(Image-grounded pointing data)
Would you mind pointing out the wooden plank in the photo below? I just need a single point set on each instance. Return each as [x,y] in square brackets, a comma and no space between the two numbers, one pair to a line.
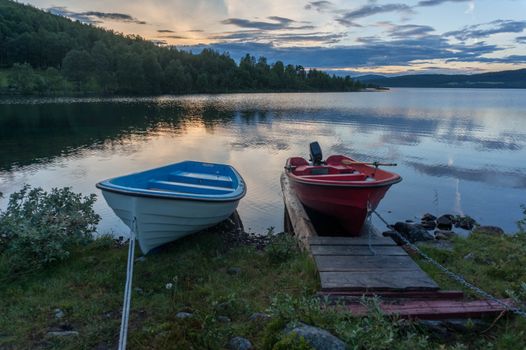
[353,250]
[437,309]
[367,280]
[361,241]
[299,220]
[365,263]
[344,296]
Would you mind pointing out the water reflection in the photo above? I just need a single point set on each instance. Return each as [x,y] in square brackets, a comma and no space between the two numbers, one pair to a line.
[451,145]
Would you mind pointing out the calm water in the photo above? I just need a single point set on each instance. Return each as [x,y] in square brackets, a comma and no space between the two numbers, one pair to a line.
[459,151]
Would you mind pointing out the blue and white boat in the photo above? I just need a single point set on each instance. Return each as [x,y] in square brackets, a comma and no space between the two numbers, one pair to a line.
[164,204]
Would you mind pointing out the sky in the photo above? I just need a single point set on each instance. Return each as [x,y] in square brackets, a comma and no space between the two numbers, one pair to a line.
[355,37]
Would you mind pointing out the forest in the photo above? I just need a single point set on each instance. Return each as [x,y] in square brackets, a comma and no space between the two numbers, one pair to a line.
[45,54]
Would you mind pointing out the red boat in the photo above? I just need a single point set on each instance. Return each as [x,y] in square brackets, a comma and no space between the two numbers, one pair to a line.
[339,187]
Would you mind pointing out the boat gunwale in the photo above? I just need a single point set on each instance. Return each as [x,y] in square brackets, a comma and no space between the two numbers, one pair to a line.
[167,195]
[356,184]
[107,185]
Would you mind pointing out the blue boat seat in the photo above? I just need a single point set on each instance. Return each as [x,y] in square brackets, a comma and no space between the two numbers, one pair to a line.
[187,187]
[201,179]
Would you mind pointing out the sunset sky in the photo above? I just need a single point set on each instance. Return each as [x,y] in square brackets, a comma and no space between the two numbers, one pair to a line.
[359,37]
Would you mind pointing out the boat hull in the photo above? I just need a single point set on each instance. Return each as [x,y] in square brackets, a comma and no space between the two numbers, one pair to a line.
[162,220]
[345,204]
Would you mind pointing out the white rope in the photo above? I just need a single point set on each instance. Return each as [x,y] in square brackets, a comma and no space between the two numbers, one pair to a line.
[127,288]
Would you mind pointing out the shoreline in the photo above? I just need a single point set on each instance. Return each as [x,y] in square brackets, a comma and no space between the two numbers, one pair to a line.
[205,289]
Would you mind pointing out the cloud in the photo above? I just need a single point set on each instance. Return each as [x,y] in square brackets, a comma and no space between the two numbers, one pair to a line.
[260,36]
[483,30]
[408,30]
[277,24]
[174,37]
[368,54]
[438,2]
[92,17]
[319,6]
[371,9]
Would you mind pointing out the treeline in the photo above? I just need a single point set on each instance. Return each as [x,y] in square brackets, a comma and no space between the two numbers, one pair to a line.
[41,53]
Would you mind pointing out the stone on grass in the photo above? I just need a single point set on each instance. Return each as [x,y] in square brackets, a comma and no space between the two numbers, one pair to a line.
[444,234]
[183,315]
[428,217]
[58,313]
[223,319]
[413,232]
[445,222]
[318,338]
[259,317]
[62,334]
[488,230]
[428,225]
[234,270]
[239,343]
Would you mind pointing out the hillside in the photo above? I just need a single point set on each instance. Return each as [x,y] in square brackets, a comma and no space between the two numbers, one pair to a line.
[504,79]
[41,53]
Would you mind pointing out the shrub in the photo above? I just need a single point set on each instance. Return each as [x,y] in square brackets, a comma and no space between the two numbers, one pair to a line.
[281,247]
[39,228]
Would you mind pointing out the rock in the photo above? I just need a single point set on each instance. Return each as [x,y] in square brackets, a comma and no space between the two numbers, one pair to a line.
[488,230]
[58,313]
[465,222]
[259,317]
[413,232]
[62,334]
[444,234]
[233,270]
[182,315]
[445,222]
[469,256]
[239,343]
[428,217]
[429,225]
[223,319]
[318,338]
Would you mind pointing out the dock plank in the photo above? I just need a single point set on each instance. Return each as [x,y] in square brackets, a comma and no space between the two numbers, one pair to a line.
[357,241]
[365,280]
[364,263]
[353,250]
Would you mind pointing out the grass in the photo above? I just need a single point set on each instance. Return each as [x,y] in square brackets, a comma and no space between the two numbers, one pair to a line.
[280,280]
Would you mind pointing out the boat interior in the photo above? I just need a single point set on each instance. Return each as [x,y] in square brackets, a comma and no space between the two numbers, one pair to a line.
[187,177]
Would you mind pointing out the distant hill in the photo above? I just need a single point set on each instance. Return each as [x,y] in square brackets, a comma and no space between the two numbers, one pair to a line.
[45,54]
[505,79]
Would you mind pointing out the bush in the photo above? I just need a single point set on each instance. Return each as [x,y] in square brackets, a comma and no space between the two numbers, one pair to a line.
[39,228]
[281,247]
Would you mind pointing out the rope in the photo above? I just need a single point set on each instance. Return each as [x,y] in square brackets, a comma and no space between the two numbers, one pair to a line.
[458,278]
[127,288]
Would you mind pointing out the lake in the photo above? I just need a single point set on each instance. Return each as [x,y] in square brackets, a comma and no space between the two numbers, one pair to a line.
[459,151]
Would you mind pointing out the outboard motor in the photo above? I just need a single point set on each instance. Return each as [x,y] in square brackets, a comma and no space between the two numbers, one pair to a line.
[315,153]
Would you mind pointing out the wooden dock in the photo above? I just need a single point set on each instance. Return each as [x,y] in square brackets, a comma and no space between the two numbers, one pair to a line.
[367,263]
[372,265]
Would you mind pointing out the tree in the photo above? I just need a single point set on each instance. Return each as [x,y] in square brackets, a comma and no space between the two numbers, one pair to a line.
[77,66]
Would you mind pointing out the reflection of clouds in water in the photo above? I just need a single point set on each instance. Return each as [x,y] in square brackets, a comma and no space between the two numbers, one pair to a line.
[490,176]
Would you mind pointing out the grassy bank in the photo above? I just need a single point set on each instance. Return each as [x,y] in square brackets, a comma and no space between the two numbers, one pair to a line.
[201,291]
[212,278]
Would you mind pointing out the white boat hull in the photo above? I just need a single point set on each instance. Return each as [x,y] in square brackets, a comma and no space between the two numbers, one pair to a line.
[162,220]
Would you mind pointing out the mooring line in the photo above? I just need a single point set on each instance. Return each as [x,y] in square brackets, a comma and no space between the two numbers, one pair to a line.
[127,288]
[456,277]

→ Goal of the exercise
The required output is each record above, reproduced exactly, without its pictures.

→ Answer box
Would you mind pointing out the wooden plank in the photo below? I just need a single point set on each instance. Return each as [x,y] in square brackets, a comma and no space between the two numbers, one pair to a line.
[353,250]
[437,309]
[367,280]
[361,241]
[299,220]
[365,263]
[344,296]
Would you mind pointing out the water reflection in the photo above? I just need a single point set on each instance. Return each as [x,y] in square brackets, a comma and no space between the two numbers, one pair to a line.
[451,145]
Would you mind pointing out the calm water in the photo above? I just need a single point set on each instance. Return each as [x,y] in square brackets, a comma and no space between the two numbers, one pair to a line.
[459,151]
Would you mind pointing out the blue and white boat in the photo above? I just need a single point set on each instance. Return each as [x,y] in square brackets, a comma and no space between the two numbers, one pair to a line.
[164,204]
Would you mind pointing out the sky in the photo above? I just need a single point set on each instance. Return each as [x,y] in square brackets, a comma and no space between the two numbers, one pair to a line.
[355,37]
Would you mind pointing out the forest in the photo above? I just need a single point set on each instance. Return each as [x,y] in square brackets, a comma and no space between the two numbers, one pair to a line.
[45,54]
Would you mind pointing out the red boat in the photo above? I just need a single point set on each instance. Return each as [x,y] in square brackets, a comma and no space between the two numbers, one pair to a line.
[339,187]
Would you mind pointing out the boat gunwale in the photo above? I just need a single point set on each instance. Return each as [x,y] in square brackets, a comma and no space between the two numbers, one pair to a line.
[167,195]
[356,184]
[107,185]
Would you mind pointing out the blue boat seat in the photo above? I just need a single point set on each instance. Return each as [x,y] in square brackets, a comma and no space between the two numbers, one pair to a line.
[187,187]
[201,179]
Would you mind pointing out the sunset sky in the photo above? I just need a single point set on each instance. Return each as [x,y] in square brackets, a comma and no space between the two numbers, one pair to a line.
[359,37]
Would you mind pointing out the boat hull in the photo above? I just need a single point set on each instance. Return each as [x,y] in square brackets, a comma and no space between the two numbers, one pair to a line.
[162,220]
[345,204]
Would you mind pointing out the white rope in the photo above? I just need a single point set on each instance. Return each as [x,y] in square brackets, a comma and no space between the two numbers, one pair to a line.
[127,288]
Would you mind pointing out the shoreline in the photo above? I just need a single point set on each instance. Return each as [x,y] in square brackets, a comma and no space between the two numbers, one pair to a line.
[205,289]
Would you mind pointing out the cloud in the photo above? I just need a single point set on each instance. Return each as [x,y] in square brackets, a comma and no space between the two numbers, one pair to a line.
[260,36]
[483,30]
[408,30]
[277,24]
[174,37]
[368,54]
[438,2]
[92,17]
[319,6]
[371,9]
Would you mind pointing out the treeline in the photo above? I just need a single point set on each instance. Return each as [x,y] in square brackets, a comma and no space between the two numbers, one pair to a line.
[41,53]
Would you mind pointing out the stone on grass in the photo above? I just need a single point set on each instance. Return each as [x,y] in square brackets, a comma and no space between the two numbers, one pair to a line.
[444,234]
[183,315]
[428,217]
[58,313]
[223,319]
[413,232]
[445,222]
[318,338]
[259,317]
[62,334]
[488,230]
[428,225]
[234,270]
[239,343]
Would you mind pointing out the hillside in the photo above? I just need a single point set on each instance. Return each as [x,y] in square brackets, a comma and no space between the two numbers, one pair to a line.
[504,79]
[41,53]
Would you mind pointing out the shrub in the photo above? I just need a single point set on each instance. Return each as [x,y] in square brackets, a comma and no space between the two numbers, one pair to a line.
[281,247]
[39,228]
Would you mind pointing out the rock in the photo above? I just need a single point set on each instance. Return each as [x,y] in square brackets, a comma and no space between the two numbers, one pair to a line.
[488,230]
[58,313]
[465,222]
[259,317]
[413,232]
[62,334]
[444,234]
[233,270]
[182,315]
[445,222]
[469,256]
[239,343]
[428,217]
[429,225]
[223,319]
[318,338]
Would you mind pointing out the dock plank in the photo above? I just need a single point set on each instance. Return each as [x,y] in square brackets, a comma and no space between the two numbers, one pair to a line.
[357,241]
[365,280]
[364,263]
[353,250]
Would you mind pointing out the grass in the photo above? I just need a single point set on each instance. Return each as [x,y] in square brackets, a comma and no space between the two numbers, one pair to a line.
[280,280]
Would you mind pointing out the boat interior in the photo above? I just need a single point set on each instance. Return each as [x,y] in square brackets, a comma and no space between the two numbers, one pair to a line.
[187,177]
Would you mind pointing out the distant hill in the photo above? I just need a single point set on each instance. Return each as [x,y] in square brackets, a comma and no space between the two numbers, one pair to a line.
[45,54]
[505,79]
Would you mind pointing out the bush in the photo above? I just need a single point set on each instance. Return each as [x,y] in square brackets, a comma and no space between the two numbers, one pair to a line.
[39,228]
[281,247]
Would you mind pointing out the rope in the photo above? I just need a single point set on each instance. Return each as [x,y] in square brackets, a comma and no space between the two numbers, one pair to a line.
[458,278]
[127,288]
Would you mind pointing out the lake in the photo above? I just need a single point set on each instance. Return each as [x,y] in square brackets, a comma and no space between the two numbers, one pair to a line.
[459,151]
Would you mind pointing out the outboard motor in the photo above? I just need a single point set on each instance. Return each as [x,y] in square brackets, a comma and no space between the two numbers, one pair to a line.
[315,153]
Would you mind pointing out the wooden dock in the photo above? I just need a single point set on each instance. Return each as [x,y] in square brackets, a comma and no space between the two numbers, one pair to a line.
[367,263]
[372,265]
Would you mind pointing out the tree in the photo above? I just need a single point set on each instance. Return each as [x,y] in square brackets, a comma and no space between the two numbers, one pair to a line.
[77,66]
Would you mind pointing out the reflection of clouds in water in the photo above? I just need a single point set on each instance. Return each as [x,y] in square brackets, a comma and no space between the two numbers, one pair to a line.
[490,176]
Would you mind pointing out the grassy bank in the photo above? I just need a single point set on each instance. Return each as [x,y] in square brackets, a comma and no space between the two numbers, one pair to a line.
[201,291]
[212,278]
Would you mind pointing out the white boat hull in the photo above? I just need a single point set on each instance. Return each as [x,y] in square brackets, a comma and no space between the two numbers, one pair to a line.
[162,220]
Would you mind pointing out the mooring line in the photo above? I just need a single point set on each instance. Return each as [x,y] in square brackets, a comma and no space between the two numbers, one pair to a line.
[127,288]
[456,277]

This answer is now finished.